The problem: Copy out exactly the lines from the line containing "Target: white table surface" to the end of the listing.

Task data:

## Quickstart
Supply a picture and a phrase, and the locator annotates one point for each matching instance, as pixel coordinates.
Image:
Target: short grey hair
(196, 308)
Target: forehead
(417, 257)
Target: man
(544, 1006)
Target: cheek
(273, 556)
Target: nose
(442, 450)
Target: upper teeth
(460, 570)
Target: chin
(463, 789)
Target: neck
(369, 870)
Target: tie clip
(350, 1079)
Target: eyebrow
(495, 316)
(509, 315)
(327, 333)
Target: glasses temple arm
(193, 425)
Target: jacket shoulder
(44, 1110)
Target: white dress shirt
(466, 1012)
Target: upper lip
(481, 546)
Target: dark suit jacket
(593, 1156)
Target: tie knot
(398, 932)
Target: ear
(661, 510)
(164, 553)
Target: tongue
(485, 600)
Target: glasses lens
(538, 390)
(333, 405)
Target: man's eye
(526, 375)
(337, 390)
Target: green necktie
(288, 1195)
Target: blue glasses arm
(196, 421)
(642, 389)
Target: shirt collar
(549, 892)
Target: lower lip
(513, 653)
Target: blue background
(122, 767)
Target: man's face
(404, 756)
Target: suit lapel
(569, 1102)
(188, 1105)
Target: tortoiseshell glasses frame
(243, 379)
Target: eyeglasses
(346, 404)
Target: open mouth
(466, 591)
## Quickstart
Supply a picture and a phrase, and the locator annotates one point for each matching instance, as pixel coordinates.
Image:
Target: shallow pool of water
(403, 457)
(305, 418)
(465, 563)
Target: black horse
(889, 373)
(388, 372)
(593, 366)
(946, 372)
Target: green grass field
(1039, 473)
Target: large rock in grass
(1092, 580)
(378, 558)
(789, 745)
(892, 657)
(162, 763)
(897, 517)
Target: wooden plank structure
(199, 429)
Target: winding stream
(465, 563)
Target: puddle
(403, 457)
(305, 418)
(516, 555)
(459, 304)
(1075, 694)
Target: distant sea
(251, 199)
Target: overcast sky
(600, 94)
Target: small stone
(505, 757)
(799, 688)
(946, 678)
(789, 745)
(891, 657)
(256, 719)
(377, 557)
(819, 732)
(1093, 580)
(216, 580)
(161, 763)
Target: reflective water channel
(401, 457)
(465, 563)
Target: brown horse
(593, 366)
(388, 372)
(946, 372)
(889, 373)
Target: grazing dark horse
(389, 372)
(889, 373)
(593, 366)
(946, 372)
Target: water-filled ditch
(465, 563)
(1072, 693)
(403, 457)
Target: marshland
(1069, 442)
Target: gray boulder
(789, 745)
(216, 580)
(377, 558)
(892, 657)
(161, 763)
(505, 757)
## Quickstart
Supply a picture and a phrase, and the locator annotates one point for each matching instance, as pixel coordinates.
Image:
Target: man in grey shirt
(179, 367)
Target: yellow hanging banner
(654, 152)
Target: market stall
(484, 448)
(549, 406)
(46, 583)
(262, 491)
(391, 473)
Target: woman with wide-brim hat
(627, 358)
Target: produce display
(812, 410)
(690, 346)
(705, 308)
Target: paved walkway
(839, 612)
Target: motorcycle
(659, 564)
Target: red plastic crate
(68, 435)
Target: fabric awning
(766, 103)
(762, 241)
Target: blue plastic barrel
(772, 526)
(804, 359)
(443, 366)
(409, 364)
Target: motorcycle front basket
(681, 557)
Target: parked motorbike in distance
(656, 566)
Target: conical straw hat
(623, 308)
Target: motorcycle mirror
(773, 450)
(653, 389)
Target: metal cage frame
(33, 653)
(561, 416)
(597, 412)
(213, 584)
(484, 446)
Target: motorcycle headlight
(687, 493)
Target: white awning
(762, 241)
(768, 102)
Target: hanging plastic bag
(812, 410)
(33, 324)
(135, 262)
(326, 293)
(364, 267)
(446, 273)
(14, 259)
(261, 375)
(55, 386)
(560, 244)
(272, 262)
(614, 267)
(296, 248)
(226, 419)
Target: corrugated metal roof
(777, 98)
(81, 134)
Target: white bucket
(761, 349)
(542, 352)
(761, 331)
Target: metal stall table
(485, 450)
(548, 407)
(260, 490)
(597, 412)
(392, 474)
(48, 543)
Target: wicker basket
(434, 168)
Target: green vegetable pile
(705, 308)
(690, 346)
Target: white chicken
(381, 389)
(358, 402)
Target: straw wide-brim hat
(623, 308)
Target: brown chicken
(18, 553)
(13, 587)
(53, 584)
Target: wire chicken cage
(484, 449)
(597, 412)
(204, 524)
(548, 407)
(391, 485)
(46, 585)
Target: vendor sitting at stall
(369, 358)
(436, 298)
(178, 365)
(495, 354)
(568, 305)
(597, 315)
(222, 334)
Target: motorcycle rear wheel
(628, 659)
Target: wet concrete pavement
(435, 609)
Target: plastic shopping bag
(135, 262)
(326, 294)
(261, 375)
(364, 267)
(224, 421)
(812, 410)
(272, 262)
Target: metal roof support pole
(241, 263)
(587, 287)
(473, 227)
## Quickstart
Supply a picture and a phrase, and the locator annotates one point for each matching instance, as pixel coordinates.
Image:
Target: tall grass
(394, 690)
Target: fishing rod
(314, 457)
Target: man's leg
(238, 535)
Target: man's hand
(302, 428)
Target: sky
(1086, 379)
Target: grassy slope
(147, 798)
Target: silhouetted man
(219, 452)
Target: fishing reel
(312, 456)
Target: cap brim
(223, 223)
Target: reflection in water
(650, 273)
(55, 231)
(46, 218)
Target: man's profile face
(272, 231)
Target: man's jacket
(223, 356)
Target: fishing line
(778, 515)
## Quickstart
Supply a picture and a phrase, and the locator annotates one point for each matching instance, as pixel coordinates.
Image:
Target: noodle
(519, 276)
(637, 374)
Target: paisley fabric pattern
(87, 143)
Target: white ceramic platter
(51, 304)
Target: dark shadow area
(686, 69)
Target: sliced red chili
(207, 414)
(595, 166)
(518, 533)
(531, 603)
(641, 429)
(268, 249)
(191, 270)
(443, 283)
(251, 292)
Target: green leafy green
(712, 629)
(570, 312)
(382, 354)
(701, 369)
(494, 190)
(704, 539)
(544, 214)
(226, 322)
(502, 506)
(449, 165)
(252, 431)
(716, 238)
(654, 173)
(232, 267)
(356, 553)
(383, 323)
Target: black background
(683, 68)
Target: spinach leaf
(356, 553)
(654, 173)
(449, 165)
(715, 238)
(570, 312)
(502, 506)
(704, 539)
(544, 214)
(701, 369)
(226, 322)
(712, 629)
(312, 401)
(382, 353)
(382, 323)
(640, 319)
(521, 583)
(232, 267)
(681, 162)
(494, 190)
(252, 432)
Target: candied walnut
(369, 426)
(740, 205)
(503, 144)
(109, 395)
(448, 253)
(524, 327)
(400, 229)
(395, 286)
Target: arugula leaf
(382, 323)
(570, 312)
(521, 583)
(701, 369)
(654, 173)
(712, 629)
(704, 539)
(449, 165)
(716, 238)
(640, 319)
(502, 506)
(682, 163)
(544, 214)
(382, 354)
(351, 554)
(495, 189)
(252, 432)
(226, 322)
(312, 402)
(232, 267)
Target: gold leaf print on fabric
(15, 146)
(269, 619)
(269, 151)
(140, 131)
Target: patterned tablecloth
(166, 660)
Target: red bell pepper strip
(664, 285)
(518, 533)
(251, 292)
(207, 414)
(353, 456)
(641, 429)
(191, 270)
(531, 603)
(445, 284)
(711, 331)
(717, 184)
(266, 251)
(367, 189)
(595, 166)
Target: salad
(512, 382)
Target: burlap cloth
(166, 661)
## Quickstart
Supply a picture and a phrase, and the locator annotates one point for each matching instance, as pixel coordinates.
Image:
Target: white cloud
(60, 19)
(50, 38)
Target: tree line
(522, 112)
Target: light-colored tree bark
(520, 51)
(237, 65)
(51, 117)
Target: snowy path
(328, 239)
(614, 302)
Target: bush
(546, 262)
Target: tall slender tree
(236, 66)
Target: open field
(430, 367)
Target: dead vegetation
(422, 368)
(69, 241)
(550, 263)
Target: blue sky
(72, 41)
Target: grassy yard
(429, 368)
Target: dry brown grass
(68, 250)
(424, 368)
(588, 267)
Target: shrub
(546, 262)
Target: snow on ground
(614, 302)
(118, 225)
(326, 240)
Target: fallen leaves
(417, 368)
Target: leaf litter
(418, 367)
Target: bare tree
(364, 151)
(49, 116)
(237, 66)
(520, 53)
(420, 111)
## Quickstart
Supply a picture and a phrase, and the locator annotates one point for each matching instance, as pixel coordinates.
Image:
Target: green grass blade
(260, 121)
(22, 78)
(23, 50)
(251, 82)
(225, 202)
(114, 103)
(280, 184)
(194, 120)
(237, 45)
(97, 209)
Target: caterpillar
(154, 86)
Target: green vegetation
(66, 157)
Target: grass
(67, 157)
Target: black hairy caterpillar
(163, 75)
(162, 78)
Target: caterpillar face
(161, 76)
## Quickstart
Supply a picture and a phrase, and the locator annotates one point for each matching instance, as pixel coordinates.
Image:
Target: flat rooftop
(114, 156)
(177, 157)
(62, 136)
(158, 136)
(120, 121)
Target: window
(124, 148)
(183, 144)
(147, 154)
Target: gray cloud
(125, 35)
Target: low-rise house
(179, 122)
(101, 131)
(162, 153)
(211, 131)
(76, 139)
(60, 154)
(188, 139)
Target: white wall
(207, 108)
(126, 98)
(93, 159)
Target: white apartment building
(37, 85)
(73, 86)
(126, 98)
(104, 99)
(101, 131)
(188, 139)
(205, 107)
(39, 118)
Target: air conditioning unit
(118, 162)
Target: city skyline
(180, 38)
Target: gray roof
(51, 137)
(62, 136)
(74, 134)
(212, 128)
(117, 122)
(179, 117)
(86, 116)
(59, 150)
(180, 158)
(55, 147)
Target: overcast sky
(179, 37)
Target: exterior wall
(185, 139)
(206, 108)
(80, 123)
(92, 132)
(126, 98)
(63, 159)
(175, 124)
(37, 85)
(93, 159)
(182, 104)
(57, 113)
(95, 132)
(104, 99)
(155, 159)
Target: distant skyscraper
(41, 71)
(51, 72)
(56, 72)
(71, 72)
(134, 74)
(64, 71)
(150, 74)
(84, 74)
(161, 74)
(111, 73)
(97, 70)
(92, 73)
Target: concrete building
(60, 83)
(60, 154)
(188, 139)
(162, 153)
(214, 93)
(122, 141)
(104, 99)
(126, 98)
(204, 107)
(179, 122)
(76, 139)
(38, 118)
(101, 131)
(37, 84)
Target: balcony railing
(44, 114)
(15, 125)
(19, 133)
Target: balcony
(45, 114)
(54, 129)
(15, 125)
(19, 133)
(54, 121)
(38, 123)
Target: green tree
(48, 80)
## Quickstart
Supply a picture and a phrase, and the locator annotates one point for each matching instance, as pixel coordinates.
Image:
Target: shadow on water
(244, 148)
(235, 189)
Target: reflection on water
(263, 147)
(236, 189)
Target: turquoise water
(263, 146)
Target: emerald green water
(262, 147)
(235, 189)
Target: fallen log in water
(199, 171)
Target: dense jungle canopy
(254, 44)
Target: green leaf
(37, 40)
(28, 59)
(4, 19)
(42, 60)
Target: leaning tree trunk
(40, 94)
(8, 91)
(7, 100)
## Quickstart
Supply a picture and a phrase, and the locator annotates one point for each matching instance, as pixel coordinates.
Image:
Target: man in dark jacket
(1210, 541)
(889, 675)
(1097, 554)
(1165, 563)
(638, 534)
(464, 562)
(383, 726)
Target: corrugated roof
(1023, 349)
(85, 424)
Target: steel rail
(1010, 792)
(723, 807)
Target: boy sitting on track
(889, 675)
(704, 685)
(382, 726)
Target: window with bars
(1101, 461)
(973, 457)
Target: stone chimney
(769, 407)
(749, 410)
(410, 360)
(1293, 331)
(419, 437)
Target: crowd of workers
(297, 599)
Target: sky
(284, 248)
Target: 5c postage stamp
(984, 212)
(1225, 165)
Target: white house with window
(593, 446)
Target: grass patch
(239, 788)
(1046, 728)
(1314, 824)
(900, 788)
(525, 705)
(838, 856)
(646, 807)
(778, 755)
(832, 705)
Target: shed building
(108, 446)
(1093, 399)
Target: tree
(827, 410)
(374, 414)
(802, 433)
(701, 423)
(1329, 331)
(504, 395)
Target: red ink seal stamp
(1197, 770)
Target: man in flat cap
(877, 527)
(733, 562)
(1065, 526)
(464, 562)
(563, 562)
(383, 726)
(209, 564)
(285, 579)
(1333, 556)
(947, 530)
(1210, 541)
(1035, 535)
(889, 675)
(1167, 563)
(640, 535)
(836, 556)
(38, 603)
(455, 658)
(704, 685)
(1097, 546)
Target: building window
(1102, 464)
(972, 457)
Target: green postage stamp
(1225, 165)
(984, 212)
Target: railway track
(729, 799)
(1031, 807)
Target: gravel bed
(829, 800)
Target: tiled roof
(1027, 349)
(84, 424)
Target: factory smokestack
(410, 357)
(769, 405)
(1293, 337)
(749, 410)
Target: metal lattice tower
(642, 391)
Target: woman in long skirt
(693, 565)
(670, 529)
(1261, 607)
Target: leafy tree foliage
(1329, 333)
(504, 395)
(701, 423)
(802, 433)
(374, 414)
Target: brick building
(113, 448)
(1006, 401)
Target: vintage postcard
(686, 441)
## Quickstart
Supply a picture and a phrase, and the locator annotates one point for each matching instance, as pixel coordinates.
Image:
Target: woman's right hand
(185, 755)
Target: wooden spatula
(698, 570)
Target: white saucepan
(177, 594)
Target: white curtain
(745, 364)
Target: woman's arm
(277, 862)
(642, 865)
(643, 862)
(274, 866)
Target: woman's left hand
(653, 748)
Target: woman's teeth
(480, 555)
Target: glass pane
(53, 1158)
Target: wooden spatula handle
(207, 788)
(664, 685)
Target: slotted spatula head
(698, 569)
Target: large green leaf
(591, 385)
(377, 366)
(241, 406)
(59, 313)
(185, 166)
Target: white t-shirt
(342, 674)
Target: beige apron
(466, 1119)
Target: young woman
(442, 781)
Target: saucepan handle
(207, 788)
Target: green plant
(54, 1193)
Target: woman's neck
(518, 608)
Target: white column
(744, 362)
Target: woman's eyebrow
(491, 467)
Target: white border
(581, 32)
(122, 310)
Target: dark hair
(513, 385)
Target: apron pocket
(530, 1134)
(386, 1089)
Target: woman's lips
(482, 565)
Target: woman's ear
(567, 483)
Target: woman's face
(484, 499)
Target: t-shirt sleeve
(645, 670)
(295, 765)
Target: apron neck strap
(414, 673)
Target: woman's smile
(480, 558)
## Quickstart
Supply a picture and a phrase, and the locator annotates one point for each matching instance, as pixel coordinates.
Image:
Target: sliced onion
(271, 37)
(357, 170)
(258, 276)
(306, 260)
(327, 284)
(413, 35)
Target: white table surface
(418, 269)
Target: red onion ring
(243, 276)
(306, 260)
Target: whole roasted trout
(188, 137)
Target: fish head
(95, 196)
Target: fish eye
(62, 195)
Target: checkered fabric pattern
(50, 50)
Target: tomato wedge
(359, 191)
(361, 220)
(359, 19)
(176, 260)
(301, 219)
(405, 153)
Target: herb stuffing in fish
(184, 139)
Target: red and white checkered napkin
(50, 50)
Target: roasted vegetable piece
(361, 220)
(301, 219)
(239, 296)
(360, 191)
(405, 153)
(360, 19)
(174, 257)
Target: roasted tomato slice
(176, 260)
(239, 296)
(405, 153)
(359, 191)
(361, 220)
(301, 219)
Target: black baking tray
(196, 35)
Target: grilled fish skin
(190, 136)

Solution for this problem:
Target: white table surface
(418, 269)
Target: red onion ring
(243, 276)
(306, 260)
Target: whole roasted trout
(188, 137)
Target: fish head
(95, 196)
Target: fish eye
(62, 195)
Target: checkered fabric pattern
(50, 50)
Target: tomato wedge
(359, 191)
(361, 220)
(359, 19)
(176, 260)
(301, 219)
(405, 153)
Target: herb stuffing in fish
(184, 139)
Target: red and white checkered napkin
(50, 50)
Target: roasted vegetable piece
(361, 220)
(301, 219)
(239, 296)
(360, 191)
(405, 153)
(360, 19)
(174, 257)
Target: roasted tomato slice
(176, 260)
(239, 296)
(405, 153)
(359, 191)
(361, 220)
(301, 219)
Target: black baking tray
(196, 35)
Target: grilled fish skin
(190, 136)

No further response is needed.